**What is expected:**
Put the lines from the one containing "Look at the photo and identify every instance of wooden table" through the end of the entries into a Markdown table with the columns "Number" and "Entry Line", numbering each row, omitting blank lines, and leaving out the pictures.

**Material for the task:**
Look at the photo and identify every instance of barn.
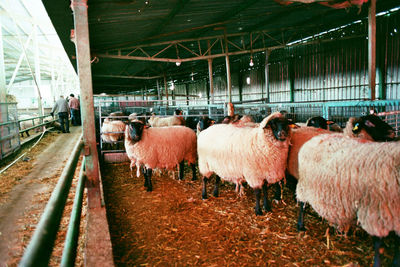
[0,0,400,266]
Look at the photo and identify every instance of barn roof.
[43,0,399,93]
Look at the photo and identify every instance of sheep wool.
[287,126,332,178]
[149,116,184,127]
[296,134,400,237]
[125,126,197,170]
[101,118,126,142]
[197,113,289,188]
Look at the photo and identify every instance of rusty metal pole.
[164,72,169,111]
[71,0,101,208]
[208,58,214,104]
[368,0,376,100]
[261,49,271,103]
[224,28,232,103]
[207,40,214,104]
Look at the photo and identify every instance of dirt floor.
[102,163,394,266]
[0,127,83,266]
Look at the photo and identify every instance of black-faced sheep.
[101,118,126,143]
[125,121,197,191]
[197,112,290,215]
[306,116,343,132]
[296,134,400,266]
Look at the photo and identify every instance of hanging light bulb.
[249,57,254,67]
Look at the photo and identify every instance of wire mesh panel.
[0,103,21,159]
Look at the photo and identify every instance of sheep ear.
[365,120,376,128]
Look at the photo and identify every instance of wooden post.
[207,40,214,104]
[261,49,271,103]
[368,0,376,100]
[185,83,189,106]
[289,59,294,102]
[208,58,214,104]
[164,72,168,109]
[71,0,101,203]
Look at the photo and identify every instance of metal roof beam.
[147,0,190,38]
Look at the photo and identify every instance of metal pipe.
[60,157,86,267]
[71,0,100,203]
[368,0,376,100]
[19,136,83,267]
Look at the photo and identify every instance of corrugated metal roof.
[43,0,399,93]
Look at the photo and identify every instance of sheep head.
[349,115,395,142]
[259,112,290,142]
[128,120,145,143]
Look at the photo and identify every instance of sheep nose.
[386,130,396,140]
[278,131,287,141]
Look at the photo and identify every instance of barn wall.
[178,12,400,103]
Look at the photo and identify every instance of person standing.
[50,95,71,133]
[69,94,81,126]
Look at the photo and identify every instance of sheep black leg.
[392,235,400,267]
[145,167,149,188]
[254,188,262,215]
[262,183,272,212]
[144,169,153,192]
[297,202,306,231]
[190,163,197,181]
[274,182,282,201]
[201,176,208,199]
[372,236,383,267]
[178,160,185,180]
[213,175,221,197]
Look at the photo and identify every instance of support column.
[71,0,101,208]
[185,83,189,106]
[156,79,161,100]
[224,28,232,103]
[164,72,168,109]
[289,59,294,102]
[33,25,44,122]
[207,40,214,104]
[0,17,7,102]
[261,49,271,103]
[368,0,376,100]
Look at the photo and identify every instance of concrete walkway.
[0,127,82,266]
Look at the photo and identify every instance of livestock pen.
[10,0,400,266]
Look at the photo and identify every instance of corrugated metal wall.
[269,10,400,103]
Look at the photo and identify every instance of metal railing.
[19,136,86,267]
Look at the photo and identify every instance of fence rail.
[19,136,84,267]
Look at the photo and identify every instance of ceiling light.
[249,57,254,67]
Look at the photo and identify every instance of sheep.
[18,114,40,137]
[125,121,197,191]
[287,115,394,179]
[101,118,126,143]
[197,112,290,215]
[149,111,185,127]
[296,134,400,266]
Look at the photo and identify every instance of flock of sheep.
[101,107,400,266]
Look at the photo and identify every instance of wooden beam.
[368,0,376,100]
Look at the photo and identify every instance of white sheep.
[101,118,126,143]
[287,115,394,179]
[296,134,400,266]
[197,112,290,215]
[149,115,185,127]
[125,121,197,191]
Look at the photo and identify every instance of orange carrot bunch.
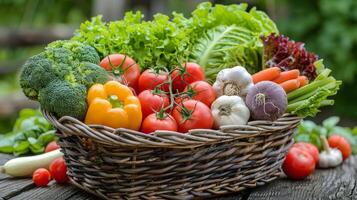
[252,67,309,93]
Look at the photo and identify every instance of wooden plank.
[248,156,357,200]
[0,153,35,199]
[0,153,14,180]
[11,181,95,200]
[0,178,35,199]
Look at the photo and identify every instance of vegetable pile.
[0,3,348,186]
[20,3,341,133]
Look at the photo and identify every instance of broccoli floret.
[47,40,100,64]
[77,62,109,88]
[38,80,87,119]
[20,53,57,100]
[44,47,74,64]
[20,41,109,119]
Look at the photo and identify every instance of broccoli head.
[77,62,109,88]
[46,40,100,64]
[20,53,57,100]
[20,41,109,119]
[38,80,87,119]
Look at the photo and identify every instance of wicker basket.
[43,111,300,199]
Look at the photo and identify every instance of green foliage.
[277,0,357,118]
[72,2,278,79]
[0,0,92,27]
[73,12,189,68]
[0,109,56,155]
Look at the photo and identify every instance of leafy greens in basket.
[72,2,278,81]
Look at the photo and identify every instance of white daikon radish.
[0,149,63,177]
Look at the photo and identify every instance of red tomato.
[99,54,140,90]
[293,142,319,164]
[172,100,213,133]
[50,157,69,183]
[184,81,216,107]
[283,147,316,180]
[328,135,352,160]
[141,113,177,133]
[138,90,170,119]
[45,141,60,153]
[32,168,51,187]
[171,62,205,92]
[138,69,169,93]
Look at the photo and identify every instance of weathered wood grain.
[11,181,90,200]
[248,157,357,200]
[0,178,35,199]
[0,153,14,180]
[0,154,357,200]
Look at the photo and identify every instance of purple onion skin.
[245,81,288,121]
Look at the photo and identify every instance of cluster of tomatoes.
[100,54,216,133]
[32,141,69,187]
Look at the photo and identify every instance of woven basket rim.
[41,109,302,148]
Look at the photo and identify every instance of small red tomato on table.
[99,54,140,91]
[172,100,213,133]
[45,141,60,153]
[328,134,352,160]
[138,90,170,119]
[50,157,69,184]
[32,168,51,187]
[138,69,169,93]
[171,62,205,92]
[141,111,177,133]
[293,142,319,164]
[283,147,316,180]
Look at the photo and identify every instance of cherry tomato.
[138,90,170,119]
[283,147,316,180]
[328,135,352,160]
[293,142,319,164]
[32,168,51,187]
[172,100,213,133]
[50,157,69,183]
[99,54,140,90]
[45,141,60,153]
[141,113,177,133]
[184,81,216,107]
[138,69,169,93]
[171,62,205,92]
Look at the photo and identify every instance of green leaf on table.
[38,130,56,146]
[14,140,30,152]
[27,137,43,149]
[297,120,316,133]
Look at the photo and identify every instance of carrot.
[273,69,300,83]
[297,76,309,87]
[252,67,281,83]
[280,79,300,93]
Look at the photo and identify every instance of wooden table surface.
[0,154,357,200]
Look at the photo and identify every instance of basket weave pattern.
[43,110,300,199]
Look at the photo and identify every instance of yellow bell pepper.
[85,81,142,130]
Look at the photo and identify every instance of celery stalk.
[288,77,336,101]
[289,81,336,104]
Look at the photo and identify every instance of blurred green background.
[0,0,357,133]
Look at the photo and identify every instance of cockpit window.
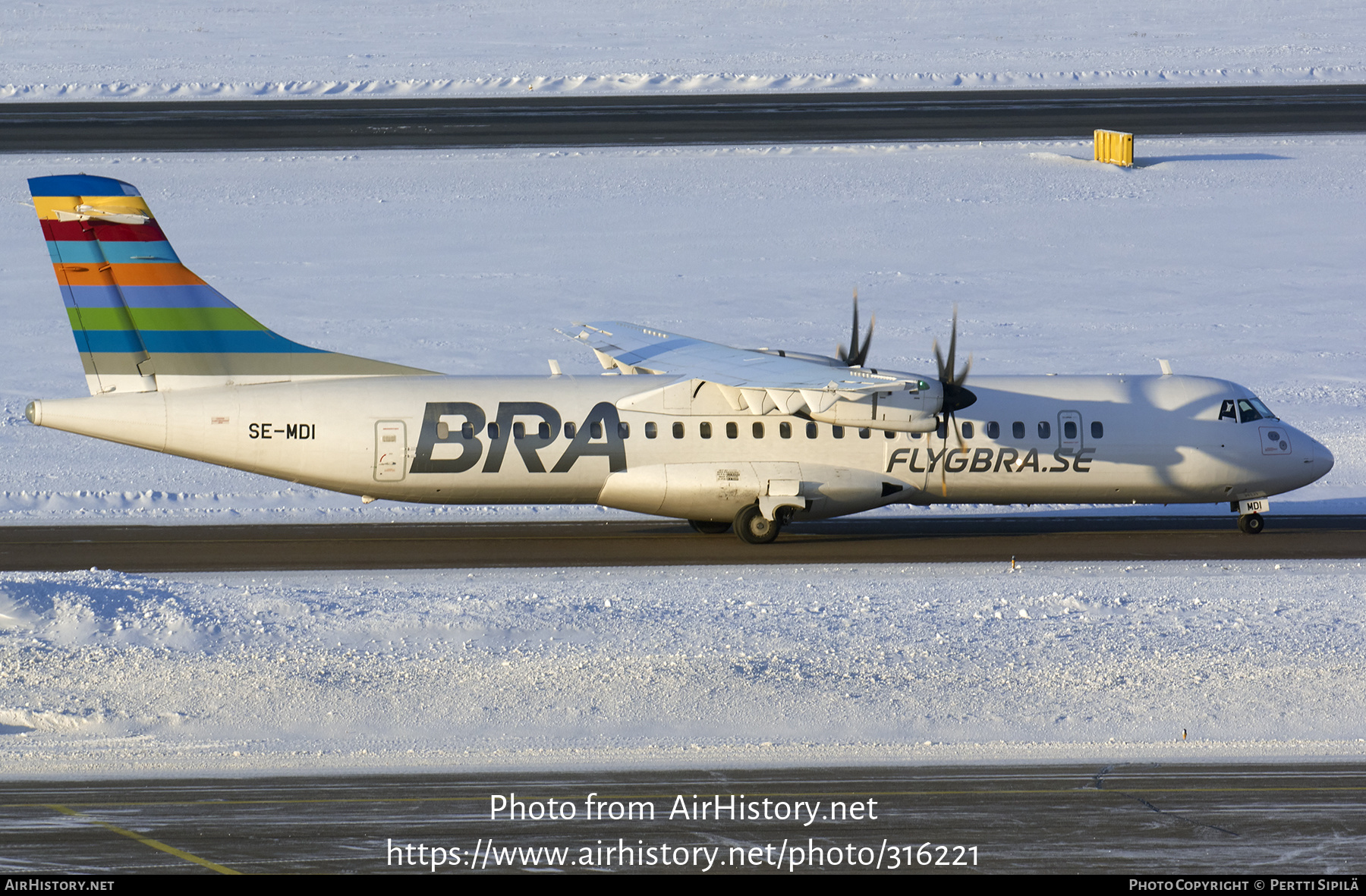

**Solution for this exercise:**
| Number | Entry Line |
|---|---|
| 1 | Look at the photo and identify every instance of wooden table surface. |
| 2 | [0,154,357,200] |
| 3 | Look at the photo and identify every instance of basket weave pattern. |
| 4 | [43,110,300,199] |
| 5 | Look at the photo and identify every instance of yellow bell pepper. |
| 6 | [85,81,142,130] |
| 7 | Look at the photo and identify every instance of celery stalk. |
| 8 | [288,77,336,101] |
| 9 | [289,81,336,104] |
| 10 | Look at the photo and identify every instance of blurred green background. |
| 11 | [0,0,357,133] |
| 12 | Look at the photo and identify every instance of cockpit window. |